Les bâtisseurs des deux premiers nids présentés ici pourraient être comparés aux personnages de David et Goliath. Le mot d’ordre ici: à chacun sa taille.
Le plus gros nid : celui du Pygargue à tête blanche

Nid de Pygargue à tête blanche. Photo : Oiseaux Canada
Il n’est sans doute pas surprenant qu’au Canada, le plus grand nid appartienne à l’un de nos plus gros oiseaux, le Pygargue à tête blanche. Le nid moyen de l’espèce mesure entre 1,5 et 1,8 m de diamètre et entre 0,6 et 1,2 m de hauteur, soit à peu près la taille d’un réfrigérateur standard couché sur le côté et arrondi. Ce nid bien visible n’a de sens que pour un oiseau situé au sommet de la chaîne alimentaire. Le mâle et la femelle travaillent ensemble pour le construire, en tissant des brindilles, de la mousse, de l’herbe et d’autres matières végétales. Pour garder les petits au chaud et à l’aise, ils tapissent le nid de végétaux verts, de lichens et de plumes. Malgré la taille imposante du gîte, la femelle ne pond généralement que deux œufs. Les aiglons restent dans le nid entre 8 et 14 semaines, ce qui explique pourquoi ces oiseaux en pleine croissance ont besoin d’autant d’espace. À titre de comparaison, la plupart des petits passereaux passent environ un mois au total dans leur nid. À noter qu’en français, les nids des grands oiseaux de proie sont aussi appelés aires.

*Vos consignes*:
(1) D'après le texte sur les nids, combien d'œufs la femelle du Pygargue à tête blanche pond-elle généralement ?
(2) Reprenez, s'il vous plaît, le texte sur les nids à la suite de sa dernière phrase.

*Lignes de données*:

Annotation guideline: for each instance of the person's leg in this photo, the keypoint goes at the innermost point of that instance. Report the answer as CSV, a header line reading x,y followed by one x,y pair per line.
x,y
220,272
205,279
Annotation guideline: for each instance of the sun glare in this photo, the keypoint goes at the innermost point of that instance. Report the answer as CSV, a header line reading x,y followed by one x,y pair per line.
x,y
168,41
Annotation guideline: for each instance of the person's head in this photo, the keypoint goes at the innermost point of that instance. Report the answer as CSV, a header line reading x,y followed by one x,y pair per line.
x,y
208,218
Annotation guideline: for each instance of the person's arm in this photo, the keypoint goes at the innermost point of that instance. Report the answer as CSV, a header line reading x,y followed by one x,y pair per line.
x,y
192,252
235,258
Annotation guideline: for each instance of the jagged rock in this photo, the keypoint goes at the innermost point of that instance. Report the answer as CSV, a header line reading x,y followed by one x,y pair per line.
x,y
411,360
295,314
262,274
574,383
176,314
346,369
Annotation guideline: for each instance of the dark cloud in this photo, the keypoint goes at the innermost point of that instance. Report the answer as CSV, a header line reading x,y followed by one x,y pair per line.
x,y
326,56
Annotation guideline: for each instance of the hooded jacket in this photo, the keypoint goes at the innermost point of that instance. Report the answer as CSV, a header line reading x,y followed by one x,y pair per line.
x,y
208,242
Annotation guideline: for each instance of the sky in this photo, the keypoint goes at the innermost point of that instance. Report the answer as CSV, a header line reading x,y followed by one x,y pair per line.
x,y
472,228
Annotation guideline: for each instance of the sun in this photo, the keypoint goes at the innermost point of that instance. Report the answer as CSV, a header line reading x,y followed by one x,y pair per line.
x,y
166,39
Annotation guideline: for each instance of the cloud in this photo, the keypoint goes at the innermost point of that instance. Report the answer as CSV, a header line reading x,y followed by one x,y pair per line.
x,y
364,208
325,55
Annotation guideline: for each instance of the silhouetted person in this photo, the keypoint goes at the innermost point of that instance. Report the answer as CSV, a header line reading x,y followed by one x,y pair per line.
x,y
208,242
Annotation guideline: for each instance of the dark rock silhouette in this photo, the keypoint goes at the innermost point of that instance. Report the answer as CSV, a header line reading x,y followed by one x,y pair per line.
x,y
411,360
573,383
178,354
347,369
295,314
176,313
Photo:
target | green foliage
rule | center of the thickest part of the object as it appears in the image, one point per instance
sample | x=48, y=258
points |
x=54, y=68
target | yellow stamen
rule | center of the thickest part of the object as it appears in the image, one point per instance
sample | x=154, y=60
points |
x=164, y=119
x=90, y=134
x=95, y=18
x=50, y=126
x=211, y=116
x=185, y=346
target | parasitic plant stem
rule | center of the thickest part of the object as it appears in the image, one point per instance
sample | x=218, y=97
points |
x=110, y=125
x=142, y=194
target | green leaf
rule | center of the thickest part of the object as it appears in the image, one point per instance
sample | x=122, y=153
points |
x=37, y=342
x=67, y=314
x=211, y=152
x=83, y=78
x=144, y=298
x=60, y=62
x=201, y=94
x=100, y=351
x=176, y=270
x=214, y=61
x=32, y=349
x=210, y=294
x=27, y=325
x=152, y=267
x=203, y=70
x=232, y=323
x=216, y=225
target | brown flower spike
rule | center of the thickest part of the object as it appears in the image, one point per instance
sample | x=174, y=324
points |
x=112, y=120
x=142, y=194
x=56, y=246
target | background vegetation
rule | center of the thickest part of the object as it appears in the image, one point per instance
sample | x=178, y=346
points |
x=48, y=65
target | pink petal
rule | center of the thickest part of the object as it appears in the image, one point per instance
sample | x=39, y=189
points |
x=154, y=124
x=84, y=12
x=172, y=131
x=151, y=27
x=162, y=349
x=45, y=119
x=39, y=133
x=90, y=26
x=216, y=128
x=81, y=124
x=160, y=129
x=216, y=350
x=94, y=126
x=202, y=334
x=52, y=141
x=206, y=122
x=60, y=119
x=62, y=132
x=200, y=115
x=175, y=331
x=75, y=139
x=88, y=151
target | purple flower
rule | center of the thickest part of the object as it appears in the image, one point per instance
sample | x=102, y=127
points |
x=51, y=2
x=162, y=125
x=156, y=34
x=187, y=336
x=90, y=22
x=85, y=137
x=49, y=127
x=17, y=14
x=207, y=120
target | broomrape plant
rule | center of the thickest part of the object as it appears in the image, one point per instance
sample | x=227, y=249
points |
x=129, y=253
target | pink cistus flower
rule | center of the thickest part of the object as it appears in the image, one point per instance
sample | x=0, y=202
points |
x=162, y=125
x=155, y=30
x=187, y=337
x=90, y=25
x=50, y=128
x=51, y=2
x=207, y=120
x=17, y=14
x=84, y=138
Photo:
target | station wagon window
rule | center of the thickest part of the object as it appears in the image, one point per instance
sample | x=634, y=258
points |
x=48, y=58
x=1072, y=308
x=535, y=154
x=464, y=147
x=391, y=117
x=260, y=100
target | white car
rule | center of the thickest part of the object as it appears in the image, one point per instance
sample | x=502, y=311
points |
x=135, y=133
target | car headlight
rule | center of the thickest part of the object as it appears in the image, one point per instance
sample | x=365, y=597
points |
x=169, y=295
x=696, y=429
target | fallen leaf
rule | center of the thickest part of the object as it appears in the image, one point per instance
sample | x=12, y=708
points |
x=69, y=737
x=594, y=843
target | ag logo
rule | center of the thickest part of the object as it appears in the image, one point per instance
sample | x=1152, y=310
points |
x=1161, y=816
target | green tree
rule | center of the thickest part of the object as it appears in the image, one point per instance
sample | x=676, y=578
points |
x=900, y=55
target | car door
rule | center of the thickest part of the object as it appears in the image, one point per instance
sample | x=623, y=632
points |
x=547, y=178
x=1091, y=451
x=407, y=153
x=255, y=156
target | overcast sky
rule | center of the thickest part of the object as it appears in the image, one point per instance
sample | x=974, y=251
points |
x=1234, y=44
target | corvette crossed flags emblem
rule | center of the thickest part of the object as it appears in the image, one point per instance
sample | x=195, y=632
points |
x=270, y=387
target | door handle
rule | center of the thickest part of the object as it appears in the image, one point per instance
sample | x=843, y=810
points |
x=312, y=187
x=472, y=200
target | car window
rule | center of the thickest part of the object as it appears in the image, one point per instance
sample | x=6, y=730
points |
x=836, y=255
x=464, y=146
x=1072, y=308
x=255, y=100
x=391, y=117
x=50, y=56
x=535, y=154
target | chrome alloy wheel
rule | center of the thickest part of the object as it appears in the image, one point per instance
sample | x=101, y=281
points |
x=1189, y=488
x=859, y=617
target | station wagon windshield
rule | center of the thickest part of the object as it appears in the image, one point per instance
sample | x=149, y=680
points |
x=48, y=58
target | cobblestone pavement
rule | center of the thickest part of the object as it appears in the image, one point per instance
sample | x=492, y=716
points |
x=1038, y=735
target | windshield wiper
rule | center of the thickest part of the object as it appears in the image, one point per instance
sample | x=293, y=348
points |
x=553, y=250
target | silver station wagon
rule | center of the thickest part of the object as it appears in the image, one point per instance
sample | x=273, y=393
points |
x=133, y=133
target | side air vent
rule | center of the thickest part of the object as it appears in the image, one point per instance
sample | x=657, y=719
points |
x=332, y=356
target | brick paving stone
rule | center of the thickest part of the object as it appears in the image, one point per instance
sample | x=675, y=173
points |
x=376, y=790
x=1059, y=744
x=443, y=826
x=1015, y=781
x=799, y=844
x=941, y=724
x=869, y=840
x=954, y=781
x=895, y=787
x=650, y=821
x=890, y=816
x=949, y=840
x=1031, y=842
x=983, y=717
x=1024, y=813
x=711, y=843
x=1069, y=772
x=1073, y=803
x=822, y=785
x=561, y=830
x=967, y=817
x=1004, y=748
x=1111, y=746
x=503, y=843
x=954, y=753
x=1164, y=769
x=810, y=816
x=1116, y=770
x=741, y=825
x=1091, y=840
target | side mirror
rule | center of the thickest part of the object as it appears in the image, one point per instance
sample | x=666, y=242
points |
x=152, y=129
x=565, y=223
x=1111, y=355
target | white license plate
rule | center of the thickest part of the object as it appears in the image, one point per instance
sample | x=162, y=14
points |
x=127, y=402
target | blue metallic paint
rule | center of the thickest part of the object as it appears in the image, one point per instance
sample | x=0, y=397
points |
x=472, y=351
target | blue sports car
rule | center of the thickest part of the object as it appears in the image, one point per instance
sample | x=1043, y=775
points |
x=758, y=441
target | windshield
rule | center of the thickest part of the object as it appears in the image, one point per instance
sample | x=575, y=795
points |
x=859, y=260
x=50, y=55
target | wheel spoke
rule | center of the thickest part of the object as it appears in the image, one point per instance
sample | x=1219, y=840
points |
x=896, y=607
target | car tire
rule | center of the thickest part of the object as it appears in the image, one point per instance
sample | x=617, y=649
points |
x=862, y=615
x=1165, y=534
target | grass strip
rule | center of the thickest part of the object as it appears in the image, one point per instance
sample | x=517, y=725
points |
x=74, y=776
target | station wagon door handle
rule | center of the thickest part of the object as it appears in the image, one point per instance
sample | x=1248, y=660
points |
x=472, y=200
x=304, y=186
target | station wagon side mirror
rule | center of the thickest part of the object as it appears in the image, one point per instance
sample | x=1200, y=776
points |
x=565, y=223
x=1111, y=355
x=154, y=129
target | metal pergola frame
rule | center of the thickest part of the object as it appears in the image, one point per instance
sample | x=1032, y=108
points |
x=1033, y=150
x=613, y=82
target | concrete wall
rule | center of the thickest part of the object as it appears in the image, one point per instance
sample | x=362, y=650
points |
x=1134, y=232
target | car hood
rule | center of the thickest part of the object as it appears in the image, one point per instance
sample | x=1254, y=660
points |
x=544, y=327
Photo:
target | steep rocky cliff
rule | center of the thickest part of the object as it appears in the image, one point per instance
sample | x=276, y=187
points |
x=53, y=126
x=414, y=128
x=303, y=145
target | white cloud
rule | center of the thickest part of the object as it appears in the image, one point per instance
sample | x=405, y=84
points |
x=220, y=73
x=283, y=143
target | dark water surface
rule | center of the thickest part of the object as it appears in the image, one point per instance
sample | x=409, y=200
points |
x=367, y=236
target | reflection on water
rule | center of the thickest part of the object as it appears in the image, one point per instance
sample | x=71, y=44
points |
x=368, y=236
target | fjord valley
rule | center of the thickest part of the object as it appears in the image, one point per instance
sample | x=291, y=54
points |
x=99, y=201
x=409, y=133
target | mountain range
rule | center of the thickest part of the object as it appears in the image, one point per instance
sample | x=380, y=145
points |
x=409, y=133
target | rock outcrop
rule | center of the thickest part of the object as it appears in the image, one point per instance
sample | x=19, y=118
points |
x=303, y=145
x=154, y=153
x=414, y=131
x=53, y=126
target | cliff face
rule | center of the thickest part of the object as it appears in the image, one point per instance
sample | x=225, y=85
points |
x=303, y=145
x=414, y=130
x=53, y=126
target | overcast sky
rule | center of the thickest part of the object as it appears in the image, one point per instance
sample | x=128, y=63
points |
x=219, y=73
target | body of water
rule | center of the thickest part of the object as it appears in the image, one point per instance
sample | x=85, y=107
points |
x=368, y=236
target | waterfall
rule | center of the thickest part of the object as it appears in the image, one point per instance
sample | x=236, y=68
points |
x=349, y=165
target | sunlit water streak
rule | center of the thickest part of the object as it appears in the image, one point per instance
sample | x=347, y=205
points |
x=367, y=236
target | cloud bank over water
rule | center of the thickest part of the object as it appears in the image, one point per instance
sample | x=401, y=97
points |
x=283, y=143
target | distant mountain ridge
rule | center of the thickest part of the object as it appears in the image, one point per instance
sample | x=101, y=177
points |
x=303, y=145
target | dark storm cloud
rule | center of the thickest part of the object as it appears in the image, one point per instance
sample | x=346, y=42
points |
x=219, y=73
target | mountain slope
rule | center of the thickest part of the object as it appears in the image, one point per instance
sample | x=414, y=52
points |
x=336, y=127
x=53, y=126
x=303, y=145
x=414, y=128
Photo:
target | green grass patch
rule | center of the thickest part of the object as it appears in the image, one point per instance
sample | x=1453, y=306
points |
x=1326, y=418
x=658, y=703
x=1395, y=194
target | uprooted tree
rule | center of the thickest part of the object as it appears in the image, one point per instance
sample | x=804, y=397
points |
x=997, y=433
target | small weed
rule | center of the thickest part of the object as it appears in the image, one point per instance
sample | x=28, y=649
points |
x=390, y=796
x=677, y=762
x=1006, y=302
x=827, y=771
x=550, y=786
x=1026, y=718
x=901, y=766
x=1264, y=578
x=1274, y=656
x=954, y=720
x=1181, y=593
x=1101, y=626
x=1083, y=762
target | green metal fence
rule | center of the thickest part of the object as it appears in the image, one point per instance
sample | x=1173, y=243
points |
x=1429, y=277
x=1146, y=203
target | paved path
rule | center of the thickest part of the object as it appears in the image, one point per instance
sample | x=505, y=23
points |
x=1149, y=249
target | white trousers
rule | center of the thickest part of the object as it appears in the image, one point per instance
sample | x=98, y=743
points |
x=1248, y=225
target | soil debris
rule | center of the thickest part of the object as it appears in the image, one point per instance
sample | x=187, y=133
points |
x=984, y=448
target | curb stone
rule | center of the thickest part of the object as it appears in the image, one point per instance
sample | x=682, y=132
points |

*Les réponses*:
(1) Généralement deux œufs.

(2)
Où trouve-t-on les nids?
Partout dans la forêt boréale, dans la région des Grands Lacs et le long des côtes, les Pygargues à tête blanche nichent dans les arbres, souvent près de grands plans d’eau, ou sur des falaises en l’absence d’arbres. Le type d’arbre choisi pour le nid varie en fonction des essences dominantes, les conifères et les feuillus étant utilisés autant les uns que les autres. Ces rapaces nichent généralement à au moins 500 m des zones où des êtres humains sont présents, mais ayant appris à vivre en harmonie avec leurs voisins, ils nichent parfois plus près des agglomérations humaines.

Pygargue à tête blanche. Photo : Oiseaux Canada
Le plus petit nid : celui du Colibri calliope

Nid de Colibri calliope. Photo: iNaturalist open source. Utilisateur: enspring, C.-B.
À l’autre extrémité du spectre, on trouve le Colibri calliope, la plus petite espèce d’oiseau au Canada, qui a un nid tout aussi minuscule. Ces petits oiseaux pèsent à peine plus qu’une pièce de monnaie (seulement 3 grammes!) et leur nid a un diamètre extérieur moyen de 4,3 cm et une hauteur de 2,5 cm. Le diamètre intérieur n’est que de 2 cm et la profondeur, de 1,5 cm. Contrairement au Pygargue à tête blanche, le Colibri calliope a des prédateurs et doit cacher son nid. Il le construit souvent sur une base de pomme de pin morte, qu’il camoufle à l’aide de lichens, d’écorce et de mousse. Ces minuscules nids abritent deux œufs qui mesurent en moyenne 12 mm sur 8 mm. Les oisillons restent dans le nid entre 18 et 21 jours.
Où trouve-t-on les nids?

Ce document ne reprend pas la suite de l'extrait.